Consegna 1: Secondo la pagina, in quale periodo Leopoldo Elia ha retto ad interim il dicastero degli Esteri?

Pagina:
________
Alcuni di loro hanno retto il dicastero per pochi mesi, come il costituzionalista Leopoldo Elia, che servì un interim nell'aprile – maggio 1994, altri sono stati rinominati più volte come Giulio Andreotti. E qui sta il problema. Quando a capo degli Esteri c'è un politico forte, che comprende l'importanza per l'Italia della presenza degli italiani all'estero, la nostra politica internazionale si accende di idee e interventi che beneficiano sia il popolo migrante che la madrepatria. Al contrario, quando il vertice del MAECI viene affidato a un Ministro debole, il compito di definire  la politica e le politiche – politics and policies, come dicono gli amici anglofoni – ricade sulle spalle dei diplomatici. Intendiamoci bene. Ho affermato più volte pubblicamente che il nostro corpo diplomatico è fra i migliori, se non il migliore, del mondo. La mia non è piaggeria, ma una convinzione maturata nei molti anni in cui ho dialogato con Ambasciatori, Consoli, Direttori Generali e Consiglieri diplomatici.
________
Dati registrati:
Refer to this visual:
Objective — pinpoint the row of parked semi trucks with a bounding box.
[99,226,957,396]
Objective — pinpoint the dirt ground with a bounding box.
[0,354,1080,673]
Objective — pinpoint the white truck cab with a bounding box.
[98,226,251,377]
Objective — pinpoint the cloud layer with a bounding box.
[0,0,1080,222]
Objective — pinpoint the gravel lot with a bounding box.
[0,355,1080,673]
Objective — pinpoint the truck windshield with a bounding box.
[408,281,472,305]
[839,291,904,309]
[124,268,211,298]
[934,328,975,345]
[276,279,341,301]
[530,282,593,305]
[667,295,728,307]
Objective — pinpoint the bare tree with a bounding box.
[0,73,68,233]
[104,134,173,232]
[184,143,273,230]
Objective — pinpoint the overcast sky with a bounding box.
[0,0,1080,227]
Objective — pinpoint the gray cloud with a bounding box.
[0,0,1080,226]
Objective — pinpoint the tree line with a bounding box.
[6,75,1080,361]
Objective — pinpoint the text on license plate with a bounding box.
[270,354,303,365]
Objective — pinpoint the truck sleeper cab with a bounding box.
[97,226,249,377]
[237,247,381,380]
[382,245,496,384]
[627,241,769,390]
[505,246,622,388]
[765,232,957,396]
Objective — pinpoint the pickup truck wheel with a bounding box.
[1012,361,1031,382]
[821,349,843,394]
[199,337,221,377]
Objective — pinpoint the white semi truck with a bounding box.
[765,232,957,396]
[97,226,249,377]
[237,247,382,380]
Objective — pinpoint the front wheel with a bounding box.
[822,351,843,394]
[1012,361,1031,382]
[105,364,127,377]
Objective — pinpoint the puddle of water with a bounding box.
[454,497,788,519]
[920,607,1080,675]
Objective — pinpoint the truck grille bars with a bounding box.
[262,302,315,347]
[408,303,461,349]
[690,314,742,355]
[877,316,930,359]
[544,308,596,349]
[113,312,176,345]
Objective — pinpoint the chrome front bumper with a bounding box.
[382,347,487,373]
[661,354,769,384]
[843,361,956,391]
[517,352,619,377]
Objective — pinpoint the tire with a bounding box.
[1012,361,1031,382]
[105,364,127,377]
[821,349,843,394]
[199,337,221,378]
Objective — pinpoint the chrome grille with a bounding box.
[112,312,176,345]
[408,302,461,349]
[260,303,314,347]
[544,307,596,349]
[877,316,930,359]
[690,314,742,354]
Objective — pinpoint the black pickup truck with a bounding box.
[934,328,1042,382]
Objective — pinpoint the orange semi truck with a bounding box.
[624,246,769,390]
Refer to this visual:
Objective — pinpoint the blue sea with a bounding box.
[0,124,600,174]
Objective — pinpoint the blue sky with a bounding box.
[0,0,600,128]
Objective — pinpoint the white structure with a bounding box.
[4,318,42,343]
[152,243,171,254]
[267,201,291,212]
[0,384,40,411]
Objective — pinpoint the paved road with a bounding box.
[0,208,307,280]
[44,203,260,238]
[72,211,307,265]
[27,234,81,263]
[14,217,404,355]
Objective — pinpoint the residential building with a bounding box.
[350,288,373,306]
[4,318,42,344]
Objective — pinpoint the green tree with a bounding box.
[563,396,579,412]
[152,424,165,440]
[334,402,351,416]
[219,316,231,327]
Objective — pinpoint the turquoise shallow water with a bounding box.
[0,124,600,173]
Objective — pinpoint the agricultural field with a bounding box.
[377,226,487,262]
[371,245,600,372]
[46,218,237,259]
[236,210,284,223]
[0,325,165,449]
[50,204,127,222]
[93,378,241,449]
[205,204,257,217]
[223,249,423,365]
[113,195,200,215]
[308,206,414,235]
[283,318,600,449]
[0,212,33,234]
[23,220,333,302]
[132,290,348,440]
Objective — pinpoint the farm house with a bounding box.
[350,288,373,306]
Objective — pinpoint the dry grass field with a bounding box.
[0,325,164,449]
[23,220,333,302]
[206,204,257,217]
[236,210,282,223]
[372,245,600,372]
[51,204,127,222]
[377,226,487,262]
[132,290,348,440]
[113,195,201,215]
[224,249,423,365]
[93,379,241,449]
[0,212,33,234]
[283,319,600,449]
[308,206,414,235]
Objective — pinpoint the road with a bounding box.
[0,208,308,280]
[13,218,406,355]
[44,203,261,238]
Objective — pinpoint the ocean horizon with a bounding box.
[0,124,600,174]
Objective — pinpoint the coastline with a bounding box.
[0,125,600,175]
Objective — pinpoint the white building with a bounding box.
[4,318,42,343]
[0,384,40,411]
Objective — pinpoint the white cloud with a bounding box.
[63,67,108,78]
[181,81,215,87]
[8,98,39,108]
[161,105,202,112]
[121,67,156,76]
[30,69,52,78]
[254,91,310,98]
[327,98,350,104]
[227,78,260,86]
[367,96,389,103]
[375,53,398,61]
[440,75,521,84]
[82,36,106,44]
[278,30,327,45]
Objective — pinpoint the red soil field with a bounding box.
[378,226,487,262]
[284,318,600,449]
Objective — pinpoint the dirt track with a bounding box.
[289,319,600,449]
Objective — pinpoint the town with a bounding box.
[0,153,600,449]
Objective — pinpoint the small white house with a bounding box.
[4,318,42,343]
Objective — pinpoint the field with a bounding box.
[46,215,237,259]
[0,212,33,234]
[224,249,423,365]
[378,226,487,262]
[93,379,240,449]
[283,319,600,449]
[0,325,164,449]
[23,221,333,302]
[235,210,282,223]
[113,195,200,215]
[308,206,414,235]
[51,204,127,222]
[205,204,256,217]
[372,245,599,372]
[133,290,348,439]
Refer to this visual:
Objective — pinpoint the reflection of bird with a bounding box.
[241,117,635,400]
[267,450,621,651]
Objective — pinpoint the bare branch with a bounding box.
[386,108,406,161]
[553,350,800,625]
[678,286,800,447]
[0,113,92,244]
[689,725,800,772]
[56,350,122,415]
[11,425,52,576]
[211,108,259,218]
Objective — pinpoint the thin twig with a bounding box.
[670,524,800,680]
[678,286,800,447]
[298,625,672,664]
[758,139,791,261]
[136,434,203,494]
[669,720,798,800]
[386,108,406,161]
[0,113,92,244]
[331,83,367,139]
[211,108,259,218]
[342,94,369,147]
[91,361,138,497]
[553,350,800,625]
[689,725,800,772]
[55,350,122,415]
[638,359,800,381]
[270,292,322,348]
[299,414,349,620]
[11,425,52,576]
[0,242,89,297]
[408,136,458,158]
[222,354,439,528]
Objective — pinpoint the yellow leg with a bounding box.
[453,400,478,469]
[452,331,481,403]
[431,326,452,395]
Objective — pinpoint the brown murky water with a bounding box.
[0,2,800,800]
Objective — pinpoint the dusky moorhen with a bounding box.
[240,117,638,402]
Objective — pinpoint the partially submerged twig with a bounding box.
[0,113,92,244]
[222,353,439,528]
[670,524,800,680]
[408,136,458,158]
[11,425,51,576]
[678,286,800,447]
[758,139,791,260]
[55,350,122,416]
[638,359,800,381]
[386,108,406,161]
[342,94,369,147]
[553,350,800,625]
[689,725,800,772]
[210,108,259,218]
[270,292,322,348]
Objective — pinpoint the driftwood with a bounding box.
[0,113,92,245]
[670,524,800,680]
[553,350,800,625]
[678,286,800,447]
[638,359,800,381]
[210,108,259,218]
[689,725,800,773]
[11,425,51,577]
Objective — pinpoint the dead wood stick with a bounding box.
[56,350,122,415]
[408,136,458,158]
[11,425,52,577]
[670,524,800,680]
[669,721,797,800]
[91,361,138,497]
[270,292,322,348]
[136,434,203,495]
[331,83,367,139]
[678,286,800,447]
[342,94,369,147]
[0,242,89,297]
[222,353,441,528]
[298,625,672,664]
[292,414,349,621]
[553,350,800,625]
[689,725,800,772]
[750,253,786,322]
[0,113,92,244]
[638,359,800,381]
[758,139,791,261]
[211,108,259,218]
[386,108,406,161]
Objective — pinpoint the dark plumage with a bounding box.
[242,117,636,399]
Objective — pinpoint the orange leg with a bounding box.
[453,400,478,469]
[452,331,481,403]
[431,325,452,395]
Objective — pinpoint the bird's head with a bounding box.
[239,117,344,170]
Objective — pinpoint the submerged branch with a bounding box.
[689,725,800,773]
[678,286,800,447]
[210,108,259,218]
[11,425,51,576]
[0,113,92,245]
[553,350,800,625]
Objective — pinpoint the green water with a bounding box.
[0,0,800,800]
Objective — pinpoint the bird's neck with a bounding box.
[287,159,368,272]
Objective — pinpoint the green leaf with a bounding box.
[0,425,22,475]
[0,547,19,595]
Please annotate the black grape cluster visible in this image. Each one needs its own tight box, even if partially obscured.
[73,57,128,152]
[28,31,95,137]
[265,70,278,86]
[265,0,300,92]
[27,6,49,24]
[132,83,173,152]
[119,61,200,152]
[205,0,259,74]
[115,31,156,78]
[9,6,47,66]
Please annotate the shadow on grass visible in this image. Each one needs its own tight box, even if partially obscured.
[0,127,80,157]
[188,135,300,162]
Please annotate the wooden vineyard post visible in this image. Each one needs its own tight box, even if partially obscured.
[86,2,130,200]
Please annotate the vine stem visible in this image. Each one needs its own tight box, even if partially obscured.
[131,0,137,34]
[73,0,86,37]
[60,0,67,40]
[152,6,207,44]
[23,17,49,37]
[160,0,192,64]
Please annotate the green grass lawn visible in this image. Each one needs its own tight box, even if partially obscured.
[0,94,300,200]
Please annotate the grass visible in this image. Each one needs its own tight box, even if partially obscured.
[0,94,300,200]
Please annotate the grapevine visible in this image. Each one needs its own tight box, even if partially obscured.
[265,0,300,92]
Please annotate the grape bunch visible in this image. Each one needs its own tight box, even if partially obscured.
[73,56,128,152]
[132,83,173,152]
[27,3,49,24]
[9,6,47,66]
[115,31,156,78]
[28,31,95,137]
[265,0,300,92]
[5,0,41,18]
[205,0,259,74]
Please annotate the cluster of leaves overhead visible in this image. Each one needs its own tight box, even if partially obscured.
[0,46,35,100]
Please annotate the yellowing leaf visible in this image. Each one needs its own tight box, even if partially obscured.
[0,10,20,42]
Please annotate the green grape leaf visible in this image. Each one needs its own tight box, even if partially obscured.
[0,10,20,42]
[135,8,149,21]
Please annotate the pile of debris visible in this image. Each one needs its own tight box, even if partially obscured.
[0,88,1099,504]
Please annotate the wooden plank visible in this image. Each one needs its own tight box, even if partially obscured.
________
Consegna 2: Modifica le righe dei dati riportando soltanto il tratto che si apre con la riga contenente "Please annotate the black" e si chiude con quella contenente "[160,0,192,64]". In quel tratto sostituisci "shadow on grass" con "shadow on the grass" e lascia invariato tutto il resto.

Soluzione completa 1: Nell'aprile – maggio 1994.

Soluzione completa 2:
Please annotate the black grape cluster visible in this image. Each one needs its own tight box, even if partially obscured.
[73,57,128,152]
[28,31,95,137]
[265,70,278,86]
[265,0,300,92]
[27,6,49,24]
[132,83,173,152]
[119,61,200,152]
[205,0,259,74]
[115,31,156,78]
[9,6,47,66]
Please annotate the shadow on the grass visible in this image. Each one needs its own tight box, even if partially obscured.
[0,127,80,157]
[188,135,300,162]
Please annotate the wooden vineyard post visible in this image. Each one needs its own tight box, even if partially obscured.
[86,2,130,200]
Please annotate the vine stem visible in this image. Each one needs its own tight box, even if partially obscured.
[131,0,137,34]
[73,0,86,37]
[60,0,67,40]
[152,6,207,44]
[23,17,49,37]
[160,0,192,64]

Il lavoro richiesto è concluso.